WORK ORDER 1
Edit the records between the line holding "</instance>" and the end of the records, inclusive, replacing "rough mask" with "coarse mask" and leaving everything else unchanged. Give only those lines.

This heterogeneity reflects the regime’s adaptive logic: by tailoring selection criteria to insider-outsider distinctions, the state maximizes both ideological control and cultural penetration. The result is a bifurcated model of elite incorporation in which insiders provide political reliability, and outsiders offer access to broader audiences, each reinforcing the regime’s capacity to manage public-facing influence through different channels.
Leadership Variation and Shifting Priorities
Popular culture in China has long served as a barometer of shifting policy priorities and ideological orientations (Chen 2024). Over the past three decades, leadership transitions have not only shaped national agendas but also redefined the state’s approach to coopting cultural elites (Choi et al. 2021). To examine how evolving political climates recalibrate cooptation strategies, we analyze heterogeneity in the selection criteria across three leadership tenures: Jiang Zemin (1993–2002), Hu Jintao (2003–2012), and Xi Jinping (2013–2023).
Figure 4 presents the marginal effects of key predictors across these three periods. During Jiang’s tenure, the state’s strategy was relatively rudimentary. Art troupe experience stands out as the sole consistent predictor, suggesting reliance on legacy institutions to signal political reliability in an era when the entertainment sector was only beginning to commercialize. Other indicators, such as market influence or professional credentials, had limited explanatory power, consistent with the early-stage, unsystematic nature of celebrity cooptation at the time.

The marginal effects on performing for the state across different leaderships.

WORK ORDER 2
Print the passage on celebrity cooptation in China in full, without any changes.

Segmentation mask data
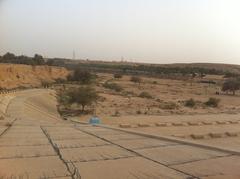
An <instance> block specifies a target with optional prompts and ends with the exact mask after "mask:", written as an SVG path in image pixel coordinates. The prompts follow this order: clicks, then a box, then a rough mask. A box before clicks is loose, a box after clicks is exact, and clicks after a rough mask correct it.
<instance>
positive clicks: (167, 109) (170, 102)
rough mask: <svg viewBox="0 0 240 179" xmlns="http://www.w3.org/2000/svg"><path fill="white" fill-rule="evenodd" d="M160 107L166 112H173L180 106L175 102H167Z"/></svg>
mask: <svg viewBox="0 0 240 179" xmlns="http://www.w3.org/2000/svg"><path fill="white" fill-rule="evenodd" d="M159 107H160V108H161V109H165V110H173V109H177V108H178V105H177V104H176V103H174V102H165V103H163V104H160V106H159Z"/></svg>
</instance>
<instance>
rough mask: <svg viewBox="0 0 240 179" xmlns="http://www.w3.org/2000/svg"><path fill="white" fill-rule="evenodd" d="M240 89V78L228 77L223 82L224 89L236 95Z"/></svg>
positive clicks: (226, 90) (222, 87)
mask: <svg viewBox="0 0 240 179" xmlns="http://www.w3.org/2000/svg"><path fill="white" fill-rule="evenodd" d="M239 89H240V80H239V79H236V78H232V79H228V80H227V81H225V82H224V83H223V86H222V91H224V92H225V91H227V92H228V91H230V92H232V93H233V95H235V93H236V91H237V90H239Z"/></svg>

EXERCISE OUTPUT 1
</instance>
<instance>
coarse mask: <svg viewBox="0 0 240 179" xmlns="http://www.w3.org/2000/svg"><path fill="white" fill-rule="evenodd" d="M240 89V78L228 77L223 82L224 89L236 95Z"/></svg>
positive clicks: (226, 90) (222, 87)
mask: <svg viewBox="0 0 240 179" xmlns="http://www.w3.org/2000/svg"><path fill="white" fill-rule="evenodd" d="M239 89H240V80H239V79H236V78H232V79H228V80H227V81H225V82H224V83H223V86H222V91H224V92H225V91H227V92H228V91H230V92H232V93H233V95H235V93H236V91H237V90H239Z"/></svg>

EXERCISE OUTPUT 2
This heterogeneity reflects the regime’s adaptive logic: by tailoring selection criteria to insider-outsider distinctions, the state maximizes both ideological control and cultural penetration. The result is a bifurcated model of elite incorporation in which insiders provide political reliability, and outsiders offer access to broader audiences, each reinforcing the regime’s capacity to manage public-facing influence through different channels.
Leadership Variation and Shifting Priorities
Popular culture in China has long served as a barometer of shifting policy priorities and ideological orientations (Chen 2024). Over the past three decades, leadership transitions have not only shaped national agendas but also redefined the state’s approach to coopting cultural elites (Choi et al. 2021). To examine how evolving political climates recalibrate cooptation strategies, we analyze heterogeneity in the selection criteria across three leadership tenures: Jiang Zemin (1993–2002), Hu Jintao (2003–2012), and Xi Jinping (2013–2023).
Figure 4 presents the marginal effects of key predictors across these three periods. During Jiang’s tenure, the state’s strategy was relatively rudimentary. Art troupe experience stands out as the sole consistent predictor, suggesting reliance on legacy institutions to signal political reliability in an era when the entertainment sector was only beginning to commercialize. Other indicators, such as market influence or professional credentials, had limited explanatory power, consistent with the early-stage, unsystematic nature of celebrity cooptation at the time.

The marginal effects on performing for the state across different leaderships.